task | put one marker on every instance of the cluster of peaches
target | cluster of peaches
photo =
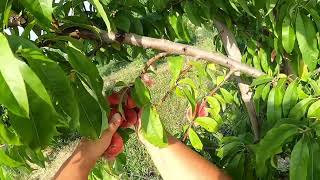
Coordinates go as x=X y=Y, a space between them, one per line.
x=128 y=120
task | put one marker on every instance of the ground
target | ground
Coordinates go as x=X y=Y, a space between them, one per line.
x=172 y=111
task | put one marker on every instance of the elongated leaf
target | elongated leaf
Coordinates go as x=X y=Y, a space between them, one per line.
x=274 y=108
x=263 y=59
x=41 y=9
x=228 y=149
x=152 y=128
x=245 y=7
x=175 y=65
x=314 y=156
x=208 y=123
x=261 y=80
x=56 y=82
x=8 y=161
x=272 y=141
x=290 y=98
x=33 y=81
x=306 y=36
x=89 y=72
x=299 y=160
x=222 y=101
x=314 y=110
x=191 y=9
x=270 y=4
x=91 y=115
x=103 y=14
x=226 y=95
x=300 y=109
x=122 y=21
x=140 y=93
x=288 y=35
x=11 y=81
x=214 y=104
x=38 y=131
x=265 y=91
x=195 y=140
x=8 y=135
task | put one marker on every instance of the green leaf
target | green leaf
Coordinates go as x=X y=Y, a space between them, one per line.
x=11 y=81
x=33 y=81
x=38 y=131
x=91 y=117
x=271 y=144
x=270 y=4
x=299 y=160
x=245 y=7
x=122 y=21
x=103 y=14
x=152 y=128
x=41 y=9
x=290 y=98
x=8 y=135
x=191 y=9
x=56 y=82
x=140 y=93
x=222 y=101
x=274 y=108
x=226 y=95
x=17 y=42
x=307 y=40
x=228 y=149
x=175 y=65
x=214 y=104
x=208 y=123
x=89 y=72
x=265 y=91
x=263 y=59
x=5 y=7
x=314 y=168
x=300 y=109
x=314 y=110
x=288 y=35
x=8 y=161
x=261 y=80
x=195 y=140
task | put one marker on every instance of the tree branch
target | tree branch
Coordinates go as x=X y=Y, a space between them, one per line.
x=181 y=75
x=179 y=49
x=230 y=46
x=153 y=60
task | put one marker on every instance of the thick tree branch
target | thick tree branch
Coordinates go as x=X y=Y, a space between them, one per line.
x=179 y=49
x=230 y=46
x=153 y=60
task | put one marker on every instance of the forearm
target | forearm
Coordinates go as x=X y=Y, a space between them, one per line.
x=77 y=166
x=178 y=161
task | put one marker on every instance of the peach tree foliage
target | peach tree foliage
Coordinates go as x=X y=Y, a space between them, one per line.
x=51 y=83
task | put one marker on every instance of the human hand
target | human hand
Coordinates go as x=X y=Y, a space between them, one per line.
x=94 y=149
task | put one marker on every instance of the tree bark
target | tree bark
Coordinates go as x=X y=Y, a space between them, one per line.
x=179 y=49
x=230 y=46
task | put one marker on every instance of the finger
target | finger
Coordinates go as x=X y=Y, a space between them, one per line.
x=114 y=124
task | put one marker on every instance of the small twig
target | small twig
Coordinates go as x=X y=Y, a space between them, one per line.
x=181 y=75
x=186 y=134
x=211 y=93
x=153 y=60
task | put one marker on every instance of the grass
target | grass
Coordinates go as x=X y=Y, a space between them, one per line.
x=172 y=113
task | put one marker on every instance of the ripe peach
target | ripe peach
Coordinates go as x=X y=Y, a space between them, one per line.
x=116 y=146
x=202 y=109
x=130 y=118
x=130 y=103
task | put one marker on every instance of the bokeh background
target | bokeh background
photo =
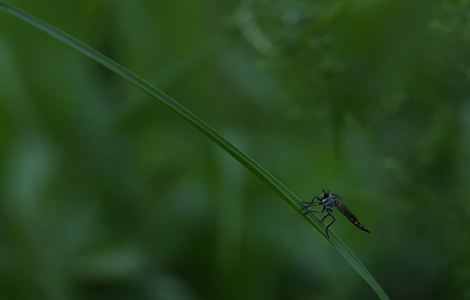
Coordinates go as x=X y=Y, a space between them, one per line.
x=107 y=194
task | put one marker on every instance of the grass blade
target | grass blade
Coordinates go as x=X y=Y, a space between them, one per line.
x=206 y=129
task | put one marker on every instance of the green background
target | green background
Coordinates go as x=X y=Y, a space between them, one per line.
x=106 y=194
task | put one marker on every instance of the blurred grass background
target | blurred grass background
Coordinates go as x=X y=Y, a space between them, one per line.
x=106 y=194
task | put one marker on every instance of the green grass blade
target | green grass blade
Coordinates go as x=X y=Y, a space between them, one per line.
x=206 y=129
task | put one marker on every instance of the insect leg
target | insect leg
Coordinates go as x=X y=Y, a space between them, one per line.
x=305 y=210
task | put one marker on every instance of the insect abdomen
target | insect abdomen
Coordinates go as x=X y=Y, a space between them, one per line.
x=351 y=217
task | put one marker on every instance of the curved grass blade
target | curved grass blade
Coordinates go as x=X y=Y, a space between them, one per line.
x=206 y=129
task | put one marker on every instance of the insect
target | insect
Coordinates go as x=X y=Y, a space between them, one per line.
x=328 y=201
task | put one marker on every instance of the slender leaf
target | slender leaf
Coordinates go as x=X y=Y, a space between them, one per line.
x=209 y=131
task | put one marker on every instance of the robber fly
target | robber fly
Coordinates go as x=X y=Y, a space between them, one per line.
x=328 y=201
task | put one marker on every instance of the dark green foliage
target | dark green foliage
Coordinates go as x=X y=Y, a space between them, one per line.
x=104 y=194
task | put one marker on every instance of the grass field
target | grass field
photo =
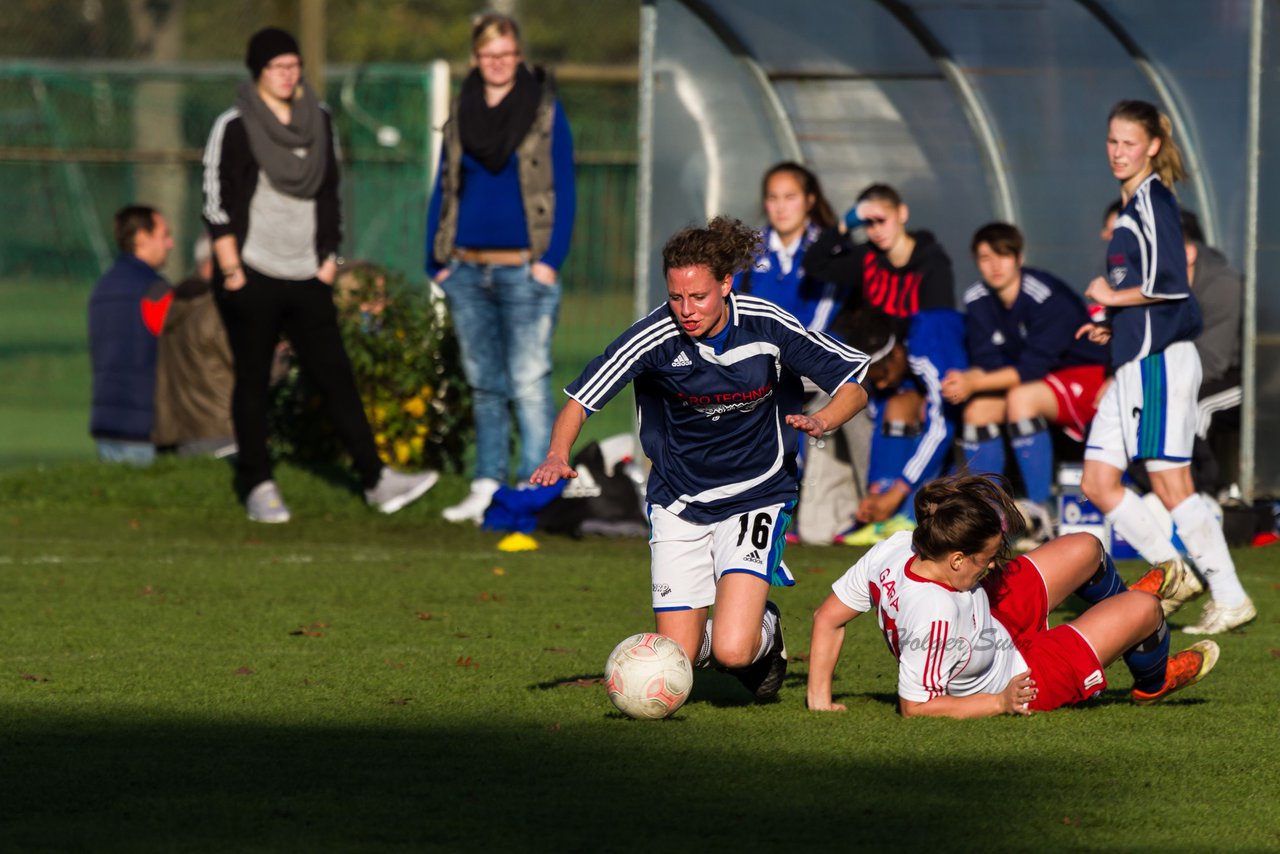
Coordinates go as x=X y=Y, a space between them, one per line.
x=174 y=677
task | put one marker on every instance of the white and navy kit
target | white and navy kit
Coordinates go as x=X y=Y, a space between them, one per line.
x=712 y=423
x=1036 y=334
x=1147 y=252
x=946 y=640
x=1150 y=412
x=935 y=345
x=778 y=277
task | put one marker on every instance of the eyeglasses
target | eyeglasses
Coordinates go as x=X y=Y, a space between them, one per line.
x=498 y=58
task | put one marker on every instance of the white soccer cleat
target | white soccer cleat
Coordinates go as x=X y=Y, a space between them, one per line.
x=1216 y=619
x=265 y=505
x=471 y=508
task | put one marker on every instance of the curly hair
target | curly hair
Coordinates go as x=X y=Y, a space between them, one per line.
x=961 y=512
x=725 y=246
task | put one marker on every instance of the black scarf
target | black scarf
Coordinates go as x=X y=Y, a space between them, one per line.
x=492 y=133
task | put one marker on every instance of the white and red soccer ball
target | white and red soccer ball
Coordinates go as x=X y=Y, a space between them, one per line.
x=648 y=676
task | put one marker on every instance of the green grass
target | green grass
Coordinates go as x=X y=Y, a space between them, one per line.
x=173 y=676
x=45 y=368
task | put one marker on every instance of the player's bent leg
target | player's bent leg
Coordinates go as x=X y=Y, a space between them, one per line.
x=1119 y=624
x=1075 y=563
x=740 y=599
x=688 y=628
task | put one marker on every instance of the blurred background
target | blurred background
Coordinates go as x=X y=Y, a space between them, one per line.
x=109 y=101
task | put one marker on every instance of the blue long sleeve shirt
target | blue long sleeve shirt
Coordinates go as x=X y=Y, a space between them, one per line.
x=490 y=208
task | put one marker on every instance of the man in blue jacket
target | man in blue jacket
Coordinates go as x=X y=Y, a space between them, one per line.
x=126 y=315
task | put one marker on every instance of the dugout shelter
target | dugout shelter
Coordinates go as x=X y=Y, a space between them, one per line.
x=974 y=110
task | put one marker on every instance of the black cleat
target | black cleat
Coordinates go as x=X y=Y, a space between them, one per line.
x=764 y=677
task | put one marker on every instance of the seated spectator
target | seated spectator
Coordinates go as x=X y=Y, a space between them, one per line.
x=910 y=444
x=126 y=314
x=1028 y=370
x=798 y=213
x=195 y=373
x=895 y=270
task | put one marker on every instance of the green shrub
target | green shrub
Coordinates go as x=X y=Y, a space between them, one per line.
x=407 y=369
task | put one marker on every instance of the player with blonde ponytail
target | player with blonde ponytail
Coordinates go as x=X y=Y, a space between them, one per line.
x=1150 y=411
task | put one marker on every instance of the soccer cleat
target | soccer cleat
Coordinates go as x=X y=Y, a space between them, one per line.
x=471 y=508
x=1173 y=581
x=764 y=677
x=394 y=491
x=1184 y=668
x=264 y=505
x=1216 y=619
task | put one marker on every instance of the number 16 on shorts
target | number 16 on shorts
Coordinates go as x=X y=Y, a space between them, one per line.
x=689 y=558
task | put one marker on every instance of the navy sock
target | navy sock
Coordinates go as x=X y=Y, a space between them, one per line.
x=1148 y=661
x=983 y=450
x=1033 y=448
x=1105 y=583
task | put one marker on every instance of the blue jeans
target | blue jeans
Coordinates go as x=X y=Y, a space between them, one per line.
x=504 y=322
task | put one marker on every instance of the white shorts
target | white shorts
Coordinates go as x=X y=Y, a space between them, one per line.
x=689 y=558
x=1150 y=411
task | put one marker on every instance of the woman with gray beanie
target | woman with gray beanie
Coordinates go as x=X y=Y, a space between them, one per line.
x=272 y=209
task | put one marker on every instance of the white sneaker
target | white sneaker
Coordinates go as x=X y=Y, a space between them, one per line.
x=396 y=491
x=1216 y=619
x=264 y=505
x=471 y=508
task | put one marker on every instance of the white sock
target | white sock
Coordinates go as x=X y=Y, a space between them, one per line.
x=767 y=626
x=1207 y=547
x=1141 y=529
x=704 y=652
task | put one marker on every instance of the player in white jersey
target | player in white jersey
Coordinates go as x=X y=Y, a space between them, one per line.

--------------------

Each line from the one containing "task | put one marker on every instance of the number" to the end of the listing above should be copied exactly, and nothing else.

◆ Output of the task:
task | put one marker on every instance of the number 16 on shorts
target | number 16 on shorts
Coordinates go as x=X y=Y, a space between them, one per line.
x=689 y=558
task | put one marker on every instance of the navy sock
target | navy sock
Coordinates go as x=X y=Y, a space between them, one per line.
x=1148 y=661
x=983 y=450
x=1033 y=448
x=1105 y=583
task | put one marker on every instance of the blue jeans
target | blue jeans
Coordinates go as x=X y=Y, a space between them, one per line.
x=504 y=322
task | put one marker on every instance of the white shorts
target | white shorts
Coordinates go as x=X y=Y, a space between them, one per line.
x=689 y=558
x=1150 y=411
task | put one marker on every instance of the woman with gray beanie
target | woman with gray beanie
Coordinates go as x=X y=Y, a space between them, one per line.
x=272 y=209
task | put one marker on every instance of the white sneaker
target | white sneaker
Coordinates go as x=X y=Y, a space between them, one per line.
x=396 y=491
x=1216 y=619
x=264 y=505
x=471 y=508
task | put one marker on every instance of the white sock
target | white sock
Coordinates go as x=X y=Y, a space between them, one per line.
x=767 y=626
x=1207 y=547
x=1141 y=529
x=704 y=652
task | put one marker on every instance of the player in white jersey
target | player in white jersey
Coordinates go as x=X y=Y, a space between them, one per line.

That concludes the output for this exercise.